### Фрагмент текста
##############################
Рассказывает мама
Зинаида Васильевна Мороз
— Татьяна по своему характеру была больше похожа на мальчишку — боевая, шустрая, быстрая,
упрямая, хулиганистая, могла с мальчишками подраться. Я ей говорила: «Татьяна, тебе надо было
родиться мальчиком». Всегда была заводилой, ничто не обходилось без ее участия. В школе все ее знали.
Когда в лагерь на лето едет — то же самое.
Делилась она со мной очень редко, наверное, когда уже был тупик и сама из него не могла найти выхода.
Больше делилась с отчимом, и если я что-то узнавала, так от него. Больше она почему-то предпочитала
мужской пол для откровения. Как-то Таня потеряла мою цепочку, но мне не сказала, подготовила Мишу,
потом вместе они мне об этом рассказали. Она говорила: «Ты меня понять не можешь, а он понимает».
Друзья у нее в основном тоже были мальчишки. Упрямая, иногда даже могла сделать что-то наперекор, но
по-своему. Когда я говорила ей, чтобы она старалась учиться, она отвечала: «Мама, это не твоя
проблема».
Я всегда говорила, что мои дети родились с профессией. Старший сын у меня плотник-краснодеревщик,
Татьяна с самого раннего детства, класса с четвертого, все сама себе шила, я покупала ей только верхнюю
одежду. У нее было очень много журналов, в основном Burda, из которых она брала выкройки. И я всегда
удивлялась ее способностям в этом деле. На последний Новый год она сшила себе за два дня три наряда.
##############################
### Набор заданий
A. Определите, соответствуют ли рассказу матери о Татьяне утверждения (i) «Татьяна чаще делилась с отчимом, чем с матерью», (ii) «Старший сын работает сапожником» и (iii) «К последнему Новому году Татьяна за два дня сшила себе три наряда». Для каждого ответьте «да» или «нет» и приведите решающие слова рассказа в точной цитате.
B. Напишите продолжение рассказа матери о Татьяне, начиная сразу после его последнего предложения.
Материал, идущий после рассказа матери о Татьяне, с этим рассказом никак не связан.

### Сохранённые данные
##############################
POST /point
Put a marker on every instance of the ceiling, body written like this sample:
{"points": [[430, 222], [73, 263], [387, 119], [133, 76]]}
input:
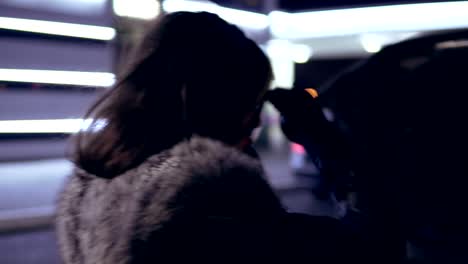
##############################
### Ответы по заданиям
A.
(i) Да: «Больше делилась с отчимом».
(ii) Нет: «Старший сын у меня плотник-краснодеревщик».
(iii) Да: «На последний Новый год она сшила себе за два дня три наряда».

B.
Смешно сказать, но вечернее платье на экзамен после курсов, а ей единственной поставили за него
пятерку, она сшила из бабушкиной шторы. Что-то старое перекроит, вечер посидит — и обновка готова.
Ничем другим заниматься не хотела, говорила: «Мать, я буду только художником-модельером. Ты еще обо
мне услышишь!».
Хорошо рисовала. Остались две большие тетради с ее рисунками. Любила мягкие игрушки, шила их сама.
С куклами, как другие девчонки, не играла и не любила для них шить наряды.
После девяти классов Татьяна пошла учиться в вечернюю школу и на курсы швеи от биржи труда, потому
что, чтобы стать художником-модельером, нужно освоить две профессии — закройщика и швеи. Она
закончила десятый класс и одновременно эти курсы. В течение одиннадцатого класса у нее была практика
— работала в частном предприятии «Компонент». Мастер была довольна работой Тани и ставила ее на
самые ответственные операции. Таня говорила: «Мама, я должна этот год усиленно поработать, чтобы
идти в технологический техникум учиться на художника-модельера. Я уже записалась туда на
подготовительные курсы». Тяжелый был у нее год — три дня учебы в школе и три дня работы.
Татьяне очень нравилось ее имя, и особенно фамилия — Мороз. Она говорила, что у нее никогда не было
побочных кличек, только связанные с фамилией — Мороз, Морозиха. Всегда говорила: «У меня даже есть
свой день — Татьянин».
Мечтала, чтобы я ей купила собаку. Но она любила подольше поспать, значит, по утрам выгуливать ее
пришлось бы мне. Я работала на тракторном заводе, вставала в полшестого, а тут бы пришлось в пять.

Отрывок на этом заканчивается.